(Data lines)
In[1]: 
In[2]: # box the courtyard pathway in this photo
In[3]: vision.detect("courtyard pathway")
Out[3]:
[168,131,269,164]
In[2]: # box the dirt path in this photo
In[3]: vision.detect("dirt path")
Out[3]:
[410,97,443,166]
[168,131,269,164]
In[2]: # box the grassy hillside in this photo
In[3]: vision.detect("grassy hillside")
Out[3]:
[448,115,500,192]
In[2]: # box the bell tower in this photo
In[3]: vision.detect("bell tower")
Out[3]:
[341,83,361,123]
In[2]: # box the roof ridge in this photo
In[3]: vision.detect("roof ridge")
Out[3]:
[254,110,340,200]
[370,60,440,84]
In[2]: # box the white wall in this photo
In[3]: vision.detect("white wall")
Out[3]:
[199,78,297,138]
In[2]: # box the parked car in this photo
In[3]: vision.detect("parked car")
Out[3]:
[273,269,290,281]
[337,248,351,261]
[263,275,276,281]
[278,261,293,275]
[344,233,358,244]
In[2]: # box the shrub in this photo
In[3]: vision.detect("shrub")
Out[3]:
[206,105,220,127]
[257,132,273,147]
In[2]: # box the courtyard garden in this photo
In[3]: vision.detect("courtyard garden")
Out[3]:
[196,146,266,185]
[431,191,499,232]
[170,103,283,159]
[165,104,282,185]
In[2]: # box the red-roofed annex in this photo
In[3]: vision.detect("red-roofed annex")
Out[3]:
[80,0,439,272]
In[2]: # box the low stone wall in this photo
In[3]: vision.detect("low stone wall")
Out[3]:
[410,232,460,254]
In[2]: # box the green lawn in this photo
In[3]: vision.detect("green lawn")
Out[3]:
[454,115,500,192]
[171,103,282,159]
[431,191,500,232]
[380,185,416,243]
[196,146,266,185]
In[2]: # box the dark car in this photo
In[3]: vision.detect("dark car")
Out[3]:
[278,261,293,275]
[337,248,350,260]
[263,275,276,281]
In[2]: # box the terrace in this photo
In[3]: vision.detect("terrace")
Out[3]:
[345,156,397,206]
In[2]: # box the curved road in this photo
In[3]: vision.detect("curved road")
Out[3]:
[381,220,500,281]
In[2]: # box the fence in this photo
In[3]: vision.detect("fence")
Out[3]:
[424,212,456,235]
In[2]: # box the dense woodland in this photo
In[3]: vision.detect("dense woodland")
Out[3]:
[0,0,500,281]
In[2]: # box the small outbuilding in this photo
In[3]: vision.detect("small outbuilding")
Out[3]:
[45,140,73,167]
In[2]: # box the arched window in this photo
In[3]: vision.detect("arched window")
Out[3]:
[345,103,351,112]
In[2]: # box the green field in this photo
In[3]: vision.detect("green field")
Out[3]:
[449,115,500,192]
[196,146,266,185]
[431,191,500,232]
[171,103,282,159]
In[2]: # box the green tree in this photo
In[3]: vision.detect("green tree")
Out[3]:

◆ **Challenge**
Return all of the items above, reproducing every line without any change.

◆ **Expected output**
In[1]: 
In[2]: # box the courtyard pathway in this photo
In[3]: vision.detect("courtyard pathway")
Out[3]:
[168,131,269,164]
In[2]: # box the dirt path in this photo
In[3]: vision.detect("dirt path")
Out[3]:
[410,97,443,166]
[168,131,269,164]
In[2]: # box the grassy hillside in this photo
In[3]: vision.detect("grassy hillside")
Out[3]:
[448,115,500,192]
In[2]: # box the bell tower in this photo
In[3]: vision.detect("bell tower")
Out[3]:
[341,83,361,123]
In[2]: # box the roof ridge in this photo
In[3]: vision.detect("roof ridge")
Out[3]:
[254,110,340,200]
[370,60,440,84]
In[2]: # box the white wall in this photo
In[3]: vision.detect("white wall")
Out[3]:
[199,78,297,138]
In[2]: # box the parked car in this photo
In[3]: vision.detect("parked car")
Out[3]:
[273,269,290,281]
[337,248,351,261]
[263,275,276,281]
[278,261,293,275]
[344,233,358,244]
In[2]: # box the shrub in this photo
In[3]: vision.detect("shrub")
Out[3]:
[206,105,220,127]
[257,132,273,147]
In[2]: # box the courtyard garden in this photo
In[3]: vision.detect("courtyard garden")
Out[3]:
[196,146,266,185]
[431,191,499,232]
[170,103,283,159]
[165,104,282,185]
In[2]: # box the red-roofed annex in this photo
In[3]: vision.detect("red-roofed annex")
Out[3]:
[80,0,439,272]
In[2]: # box the low stone wall in this photo
In[3]: vision.detect("low stone wall")
Out[3]:
[410,232,460,254]
In[2]: # box the green lawn in this photo
In[3]: vision.detect("green lawn")
Out[3]:
[454,115,500,192]
[171,103,282,159]
[431,191,500,232]
[380,185,416,243]
[196,146,266,185]
In[2]: # box the dark car in this photo
In[3]: vision.detect("dark car")
Out[3]:
[278,261,293,275]
[337,248,350,260]
[263,275,276,281]
In[2]: # box the terrace in this photo
In[3]: vision.detect("terrace")
Out[3]:
[345,156,397,206]
In[2]: # box the curved road in this photo
In[3]: vision.detect("curved road")
Out[3]:
[381,220,500,281]
In[2]: # box the fence in this photo
In[3]: vision.detect("fence")
Out[3]:
[424,212,456,235]
In[2]: # box the dense woodland in this photo
In[3]: vision.detect("dense woodland")
Out[3]:
[0,0,500,281]
In[2]: # box the small outbuilding in this photo
In[3]: vision.detect("small outbuilding")
Out[3]:
[45,140,73,167]
In[2]: # box the arched window in this photo
In[3]: vision.detect("arched window")
Out[3]:
[345,103,351,112]
In[2]: # box the green field in this photo
In[3]: vision.detect("green field")
Out[3]:
[449,115,500,192]
[196,146,266,185]
[431,191,500,232]
[171,103,282,159]
In[2]: # box the green tree in this photo
In[3]: vision.detect("green tree")
Out[3]:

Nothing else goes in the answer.